* Record excerpts *
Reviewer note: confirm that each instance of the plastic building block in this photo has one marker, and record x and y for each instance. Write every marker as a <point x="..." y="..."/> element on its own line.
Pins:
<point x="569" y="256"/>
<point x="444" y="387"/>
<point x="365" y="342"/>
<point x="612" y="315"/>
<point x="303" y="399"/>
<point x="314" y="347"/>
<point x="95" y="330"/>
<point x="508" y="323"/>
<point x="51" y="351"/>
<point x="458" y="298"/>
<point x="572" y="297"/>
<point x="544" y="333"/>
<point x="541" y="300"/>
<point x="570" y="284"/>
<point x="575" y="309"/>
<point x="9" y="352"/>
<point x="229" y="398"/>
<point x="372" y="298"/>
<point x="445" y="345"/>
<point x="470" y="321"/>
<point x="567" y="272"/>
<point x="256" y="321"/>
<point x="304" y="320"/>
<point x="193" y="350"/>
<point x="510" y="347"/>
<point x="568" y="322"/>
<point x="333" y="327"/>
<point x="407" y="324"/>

--

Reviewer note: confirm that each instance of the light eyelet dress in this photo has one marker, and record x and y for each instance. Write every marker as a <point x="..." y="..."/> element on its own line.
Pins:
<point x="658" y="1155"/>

* To do *
Extract each line of the material above that contains the word "element", and reproduce those lines unchanged.

* Response to this exercise *
Reviewer note: confirm that each instance of the plastic building block in this photo has one marker, and record x and y for each instance. Write every marker as a <point x="..." y="..."/> element on its own line.
Reviewer note: confirm that each instance of the light eyelet dress in this photo has one marker, and record x and y for each instance. Write every marker as a <point x="..." y="..."/> element on its own line.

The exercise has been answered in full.